=== Your assignment ===
Each line below should be written out again without any change.

** Exercise inputs follows **

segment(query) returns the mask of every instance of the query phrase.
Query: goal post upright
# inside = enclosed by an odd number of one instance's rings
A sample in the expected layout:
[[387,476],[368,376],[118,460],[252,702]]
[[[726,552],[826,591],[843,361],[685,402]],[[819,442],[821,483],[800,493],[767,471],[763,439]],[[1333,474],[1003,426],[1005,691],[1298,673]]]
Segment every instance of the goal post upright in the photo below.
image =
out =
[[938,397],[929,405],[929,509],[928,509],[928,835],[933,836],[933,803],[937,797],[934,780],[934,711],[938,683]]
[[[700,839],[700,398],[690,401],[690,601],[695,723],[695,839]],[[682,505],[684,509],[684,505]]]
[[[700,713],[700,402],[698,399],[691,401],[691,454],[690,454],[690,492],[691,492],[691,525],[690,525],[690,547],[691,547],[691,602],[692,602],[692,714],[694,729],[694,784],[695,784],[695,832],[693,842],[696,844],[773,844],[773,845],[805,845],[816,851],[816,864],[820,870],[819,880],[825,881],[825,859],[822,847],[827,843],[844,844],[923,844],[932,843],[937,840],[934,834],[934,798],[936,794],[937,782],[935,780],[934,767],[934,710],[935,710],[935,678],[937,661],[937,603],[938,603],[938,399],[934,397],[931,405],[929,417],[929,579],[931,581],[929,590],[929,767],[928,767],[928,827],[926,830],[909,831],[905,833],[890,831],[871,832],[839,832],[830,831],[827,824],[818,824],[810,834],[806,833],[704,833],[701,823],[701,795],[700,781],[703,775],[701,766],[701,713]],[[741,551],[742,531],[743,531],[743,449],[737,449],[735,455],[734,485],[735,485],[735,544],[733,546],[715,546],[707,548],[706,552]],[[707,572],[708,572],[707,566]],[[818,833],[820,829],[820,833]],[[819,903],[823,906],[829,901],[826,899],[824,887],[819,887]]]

** End of Exercise inputs **

=== Output below ===
segment(query) returns the mask of every instance of the query phrase.
Query: goal post upright
# inside = enclosed by an odd number of one instance's rings
A sample in the expected layout:
[[387,476],[368,376],[118,460],[252,702]]
[[[726,552],[826,591],[843,361],[685,402]],[[819,442],[821,483],[800,493],[767,471],[763,439]],[[1333,474],[1003,426],[1005,691],[1298,673]]]
Segment every instance of the goal post upright in the photo below.
image =
out =
[[938,397],[929,405],[929,509],[928,509],[928,835],[933,836],[933,803],[937,797],[934,780],[934,711],[938,683]]
[[[700,839],[700,398],[690,401],[690,601],[695,723],[695,839]],[[682,505],[684,509],[684,505]]]
[[[700,713],[700,402],[698,399],[691,401],[691,454],[690,454],[690,492],[691,492],[691,525],[690,525],[690,547],[691,547],[691,602],[692,602],[692,714],[694,729],[694,784],[695,784],[695,832],[693,842],[696,844],[773,844],[773,845],[805,845],[816,851],[816,864],[820,870],[819,880],[825,881],[825,859],[822,847],[827,843],[844,844],[923,844],[932,843],[937,840],[934,834],[934,798],[936,794],[937,782],[935,780],[934,767],[934,710],[935,710],[935,678],[937,661],[937,603],[938,603],[938,399],[934,397],[931,405],[929,417],[929,579],[931,581],[929,590],[929,767],[928,767],[928,827],[926,830],[909,831],[905,833],[890,831],[871,832],[839,832],[830,831],[827,824],[818,824],[810,834],[806,833],[704,833],[701,823],[701,795],[700,781],[703,775],[701,766],[701,713]],[[741,551],[742,531],[743,531],[743,449],[737,449],[735,455],[734,485],[735,485],[735,544],[733,546],[715,546],[707,548],[706,552]],[[707,572],[708,572],[707,566]],[[818,833],[820,829],[820,833]],[[819,903],[823,906],[829,901],[826,899],[824,887],[819,887]]]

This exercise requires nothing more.